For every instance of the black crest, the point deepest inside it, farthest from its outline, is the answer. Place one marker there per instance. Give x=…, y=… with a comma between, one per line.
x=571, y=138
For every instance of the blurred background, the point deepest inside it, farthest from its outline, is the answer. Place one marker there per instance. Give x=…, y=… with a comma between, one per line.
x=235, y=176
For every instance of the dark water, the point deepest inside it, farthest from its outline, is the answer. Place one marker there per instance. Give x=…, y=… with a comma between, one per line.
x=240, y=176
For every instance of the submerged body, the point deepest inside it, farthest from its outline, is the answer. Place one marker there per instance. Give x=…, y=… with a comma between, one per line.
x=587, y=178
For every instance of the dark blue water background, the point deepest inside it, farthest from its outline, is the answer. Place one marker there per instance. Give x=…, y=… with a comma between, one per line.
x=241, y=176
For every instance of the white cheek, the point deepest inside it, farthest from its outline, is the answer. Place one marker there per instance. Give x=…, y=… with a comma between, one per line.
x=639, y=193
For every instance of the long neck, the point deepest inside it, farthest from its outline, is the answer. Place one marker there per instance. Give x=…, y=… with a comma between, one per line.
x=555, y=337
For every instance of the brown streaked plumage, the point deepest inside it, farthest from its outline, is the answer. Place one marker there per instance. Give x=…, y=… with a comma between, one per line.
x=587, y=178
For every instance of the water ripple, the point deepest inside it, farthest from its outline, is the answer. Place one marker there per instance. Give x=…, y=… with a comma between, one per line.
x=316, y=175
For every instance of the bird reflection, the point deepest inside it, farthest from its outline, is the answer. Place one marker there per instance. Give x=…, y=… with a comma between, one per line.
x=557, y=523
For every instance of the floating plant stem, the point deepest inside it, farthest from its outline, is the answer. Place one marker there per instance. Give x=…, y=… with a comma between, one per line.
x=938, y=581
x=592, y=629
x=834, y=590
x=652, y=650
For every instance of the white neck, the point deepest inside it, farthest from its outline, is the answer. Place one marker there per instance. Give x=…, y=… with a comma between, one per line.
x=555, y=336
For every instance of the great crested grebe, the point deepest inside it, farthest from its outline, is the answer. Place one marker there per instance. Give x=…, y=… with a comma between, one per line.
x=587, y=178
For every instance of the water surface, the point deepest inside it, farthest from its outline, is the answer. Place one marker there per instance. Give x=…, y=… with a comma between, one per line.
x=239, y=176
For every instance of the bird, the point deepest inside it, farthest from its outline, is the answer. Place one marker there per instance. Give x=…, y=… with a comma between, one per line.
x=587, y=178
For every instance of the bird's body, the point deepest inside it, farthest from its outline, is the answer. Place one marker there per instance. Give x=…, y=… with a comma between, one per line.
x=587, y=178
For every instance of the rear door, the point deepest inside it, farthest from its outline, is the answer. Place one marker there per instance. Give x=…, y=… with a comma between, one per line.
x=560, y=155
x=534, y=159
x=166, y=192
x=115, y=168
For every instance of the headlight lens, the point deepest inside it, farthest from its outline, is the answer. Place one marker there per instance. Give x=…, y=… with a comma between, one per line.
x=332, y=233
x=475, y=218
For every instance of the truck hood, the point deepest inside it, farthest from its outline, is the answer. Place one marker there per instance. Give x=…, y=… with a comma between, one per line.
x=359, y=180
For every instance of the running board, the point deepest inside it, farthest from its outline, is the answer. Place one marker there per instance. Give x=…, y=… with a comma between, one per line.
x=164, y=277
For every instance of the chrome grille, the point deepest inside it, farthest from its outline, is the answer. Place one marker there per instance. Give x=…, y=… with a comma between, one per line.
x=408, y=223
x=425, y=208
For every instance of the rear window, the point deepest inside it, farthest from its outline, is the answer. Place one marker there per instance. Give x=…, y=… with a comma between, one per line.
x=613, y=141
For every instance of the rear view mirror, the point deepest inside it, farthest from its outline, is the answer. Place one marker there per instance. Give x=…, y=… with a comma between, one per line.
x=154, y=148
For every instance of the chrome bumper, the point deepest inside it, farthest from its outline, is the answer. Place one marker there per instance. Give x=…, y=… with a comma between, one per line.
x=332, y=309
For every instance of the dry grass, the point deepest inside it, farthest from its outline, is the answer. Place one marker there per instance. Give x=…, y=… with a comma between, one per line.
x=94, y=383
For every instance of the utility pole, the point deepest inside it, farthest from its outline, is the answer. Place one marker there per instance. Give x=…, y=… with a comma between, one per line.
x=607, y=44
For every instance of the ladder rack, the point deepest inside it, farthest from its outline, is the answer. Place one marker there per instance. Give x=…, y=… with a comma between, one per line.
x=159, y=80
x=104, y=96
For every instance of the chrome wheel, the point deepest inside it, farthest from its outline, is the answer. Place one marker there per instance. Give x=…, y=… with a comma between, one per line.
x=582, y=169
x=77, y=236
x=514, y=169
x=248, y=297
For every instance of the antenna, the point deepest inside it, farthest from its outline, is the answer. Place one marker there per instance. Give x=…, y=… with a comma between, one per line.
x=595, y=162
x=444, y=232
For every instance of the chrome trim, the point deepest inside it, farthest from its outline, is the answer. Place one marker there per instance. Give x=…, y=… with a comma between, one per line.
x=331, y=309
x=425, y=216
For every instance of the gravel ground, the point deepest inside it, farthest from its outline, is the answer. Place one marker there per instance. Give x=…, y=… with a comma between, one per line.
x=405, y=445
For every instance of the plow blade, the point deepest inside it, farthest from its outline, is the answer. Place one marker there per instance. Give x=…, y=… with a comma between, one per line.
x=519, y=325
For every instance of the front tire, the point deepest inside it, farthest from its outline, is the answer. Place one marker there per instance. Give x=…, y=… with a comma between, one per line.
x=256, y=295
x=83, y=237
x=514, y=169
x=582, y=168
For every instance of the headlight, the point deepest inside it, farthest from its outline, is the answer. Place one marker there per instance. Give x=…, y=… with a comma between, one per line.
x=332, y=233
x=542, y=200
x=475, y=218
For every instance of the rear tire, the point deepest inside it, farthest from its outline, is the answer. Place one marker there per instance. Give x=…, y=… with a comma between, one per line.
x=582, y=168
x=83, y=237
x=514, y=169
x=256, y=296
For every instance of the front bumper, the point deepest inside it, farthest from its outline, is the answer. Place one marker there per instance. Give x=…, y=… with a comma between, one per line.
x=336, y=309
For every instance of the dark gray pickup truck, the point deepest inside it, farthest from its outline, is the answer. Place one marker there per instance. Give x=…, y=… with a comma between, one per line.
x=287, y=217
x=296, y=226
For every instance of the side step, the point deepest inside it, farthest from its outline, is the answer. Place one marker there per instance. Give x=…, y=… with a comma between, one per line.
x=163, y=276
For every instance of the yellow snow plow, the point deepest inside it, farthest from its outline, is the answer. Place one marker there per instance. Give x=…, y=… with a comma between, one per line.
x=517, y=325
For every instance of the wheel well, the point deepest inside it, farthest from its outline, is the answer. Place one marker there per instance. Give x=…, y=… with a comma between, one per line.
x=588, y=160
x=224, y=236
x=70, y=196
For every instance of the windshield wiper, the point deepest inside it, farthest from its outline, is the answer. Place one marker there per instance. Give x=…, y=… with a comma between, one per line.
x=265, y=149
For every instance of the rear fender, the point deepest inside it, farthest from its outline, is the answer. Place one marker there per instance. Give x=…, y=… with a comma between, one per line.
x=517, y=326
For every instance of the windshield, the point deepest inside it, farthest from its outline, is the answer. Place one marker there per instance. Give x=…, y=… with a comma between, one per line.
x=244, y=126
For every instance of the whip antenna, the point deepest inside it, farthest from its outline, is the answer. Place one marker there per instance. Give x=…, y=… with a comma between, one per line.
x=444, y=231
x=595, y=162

_ _ _ _ _ _ _

▸ **DIRECTIONS**
Print all of the lines above verbatim, from the first through the last, without changing a single character.

▸ **OUTPUT**
For every instance of the black crest, the point deepest inside it, farthest from its outline, is the answer. Place one marker there per instance. Give x=…, y=… with a comma between, one per line.
x=571, y=138
For every instance of the blurred background, the point deepest inside it, farthest from its outline, is the answer. Place one marker there per instance. Give x=…, y=… with a comma between, one per line.
x=235, y=176
For every instance of the dark water, the point deepest inside it, farthest from its outline, is the answer. Place one marker there per instance. Give x=…, y=… with a comma between, one per line.
x=240, y=176
For every instance of the submerged body, the point deepest inside it, farthest from its outline, is the answer. Place one marker there per instance. Give x=…, y=… with a comma between, one per line.
x=587, y=178
For every instance of the dark blue water background, the point deepest inside it, farthest from its outline, is the answer. Place one marker there per instance. Give x=…, y=… with a comma between, one per line.
x=241, y=176
For every instance of the white cheek, the point deepest inside it, farthest from its outline, is the answer. Place one marker there per instance. Give x=…, y=… with a comma between, one per line.
x=639, y=193
For every instance of the long neck, the point deepest inside it, farthest from its outline, is the answer. Place one marker there per instance. Give x=…, y=… with a comma between, one per line.
x=555, y=337
For every instance of the brown streaked plumage, the point deepest inside it, farthest from its outline, is the answer. Place one marker there per instance. Give x=…, y=… with a comma between, one per line.
x=587, y=178
For every instance of the water ripple, the point deepest inside it, farthest from its outline, is the answer. Place one marker there per instance. Give x=…, y=… with a comma between, one per line.
x=316, y=175
For every instance of the bird reflection, the point deepest inside it, farthest from its outline, is the answer. Place one marker there per instance. Give x=…, y=… with a comma between, one per line.
x=557, y=523
For every instance of the floating plant stem, the point deepest inside it, farthest from its outline, is the answer. Place one marker there per instance. Give x=…, y=… with a comma between, one per line.
x=938, y=581
x=592, y=629
x=834, y=590
x=652, y=650
For every instance of the white neck, the point deepest inside it, farthest from its outline, is the answer. Place one marker there per instance. Give x=…, y=… with a comma between, one per line.
x=555, y=336
For every instance of the great crested grebe, the point deepest inside it, farthest from its outline, is the answer. Place one marker there per instance. Give x=…, y=… with a comma between, one per line.
x=587, y=178
For every instance of the water surface, the point deepest inside it, farthest from its outline, is the answer. Place one marker there per instance. Give x=…, y=… with a comma between, one per line.
x=239, y=176
For every instance of the bird, the point deepest inside it, farthest from its outline, is the answer. Place one marker there per instance. Give x=…, y=… with a comma between, one per line.
x=587, y=178
For every instance of the bird's body, the point deepest inside it, farthest from its outline, is the answer. Place one marker there per instance. Give x=…, y=… with a comma between, one per line.
x=587, y=178
For every instance of the rear door, the point deepest inside it, farthest from its outline, is the answer. Place one marker there per instance. Give x=…, y=… with a comma between, one per line.
x=560, y=155
x=534, y=159
x=166, y=192
x=115, y=168
For every instance of the headlight lens, the point deepest inside it, farthest from its outline, is the answer. Place one marker there per instance. Give x=…, y=… with a comma between, one per line.
x=332, y=233
x=475, y=218
For every instance of the truck hood, the point deepest inside it, farthest from its outline, is the answer. Place one marker there per instance. Give x=…, y=… with a comma between, one per line.
x=359, y=180
For every instance of the running board, the point deepest inside it, farthest from its outline, is the answer. Place one marker there per instance. Give x=…, y=… with a comma between, one per line.
x=164, y=277
For every instance of the chrome grille, the point deepest inside it, farthest from its outline, is the answer. Place one marker there per instance. Give x=…, y=… with a comma between, one per line.
x=408, y=223
x=425, y=208
For every instance of the rear window, the point deepest inside it, farthest from its outline, is the answer. Place one marker there per instance. Give x=…, y=… with a comma between, one per line.
x=613, y=141
For every instance of the rear view mirror, the point deepest inside it, farthest from its outline, is the answer. Place one marker there per instance. Give x=…, y=… with a comma between, one per line.
x=154, y=148
For every instance of the chrome bumper, the point deepest inside it, farthest from its outline, is the answer. Place one marker there per instance. Give x=…, y=… with a comma between, one per line.
x=332, y=309
For every instance of the dry grass, the point deepest inside it, farthest from its outline, is the answer. Place one marker there per instance. Give x=…, y=… with a comma between, one per line.
x=94, y=383
For every instance of the utility pole, the point deepest inside it, farthest from its outline, is the answer. Place one marker there per instance. Give x=…, y=… with a comma between, one per line.
x=607, y=44
For every instance of the ladder rack, the point deepest inside it, farthest from its outline, is the answer. Place one marker there per instance. Give x=…, y=… with a comma between, one per line.
x=159, y=80
x=104, y=96
For every instance of the chrome wheel, the point deepest inside it, farthest from its outline, is the answer. Place one marker there per instance. Give x=…, y=… with a comma between, one per line.
x=582, y=169
x=77, y=236
x=514, y=169
x=248, y=297
For every instance of the antenna, the point deepest inside it, farthest from its outline, is the answer. Place one marker there per instance. Give x=…, y=… with a comma between, one per line.
x=595, y=162
x=444, y=232
For every instance of the chrome trim, the point deepest inside it, farthest from its outline, is the answer. Place one marker there per instance. Give x=…, y=… with a comma between, one per line.
x=331, y=309
x=425, y=216
For every instance of the gravel ground, the point deepest inside it, farthest from its outline, is the answer. Place one marker there per instance. Give x=…, y=… with a comma between, one per line.
x=405, y=445
For every instance of the plow blade, the point deepest inside it, farthest from its outline, is the answer. Place one marker there per instance. Give x=…, y=… with a comma between, one per line.
x=519, y=325
For every instance of the front tire, the point deepest inside it, farthest from its outline, is the answer. Place one marker there per instance. Give x=…, y=… with a comma between, one per line.
x=256, y=295
x=83, y=237
x=514, y=169
x=582, y=168
For every instance of the headlight, the point deepest inside it, farthest from its outline, is the answer. Place one marker there per instance. Give x=…, y=… with a comma between, one per line.
x=332, y=233
x=542, y=200
x=475, y=218
For every instance of the rear tire, the point deepest inside it, farthest from its outline, is the answer. Place one marker there per instance. Give x=…, y=… with a comma between, one per line.
x=582, y=168
x=83, y=237
x=514, y=169
x=256, y=296
For every instance of the front bumper, the point deepest inside it, farthest from its outline, is the answer. Place one marker there per instance. Give x=…, y=… with a comma between, one per line.
x=336, y=309
For every instance of the dark gray pickup truck, the point deepest inside it, farthest from its outline, is the answer. Place one marker there per instance. Give x=…, y=… with a comma between, one per line.
x=287, y=217
x=296, y=226
For every instance of the side step, the point deepest inside it, farthest from its outline, is the answer. Place one marker there per instance. Give x=…, y=… with a comma between, one per line.
x=163, y=276
For every instance of the yellow snow plow, the point deepest inside it, farthest from its outline, is the answer. Place one marker there per instance. Give x=…, y=… with a comma between, one per line.
x=517, y=325
For every instance of the wheel well, the point deepest inside it, farthest from its outline, is the answer. Place one marker there per instance. Give x=…, y=… with a comma between, one per line.
x=588, y=160
x=224, y=236
x=70, y=196
For every instance of the windshield wiper, the point deepest inside it, farthest from its outline, is the answer. Place one marker there per instance. Give x=…, y=… with a comma between, one per line.
x=265, y=149
For every instance of the rear fender, the point deepest inside it, farthest from its outline, is the answer. Place one marker there per instance. Give x=…, y=… with a comma between, one per line.
x=517, y=326
For every instance of the windshield, the point deepest inside it, farthest from its outline, is the answer. Place one marker there per instance. Give x=…, y=… with a comma between, one per line.
x=244, y=126
For every instance of the whip antenna, the point deepest inside it, farthest from its outline, is the answer. Place one marker there per instance. Give x=…, y=… with a comma between, one per line.
x=444, y=231
x=595, y=162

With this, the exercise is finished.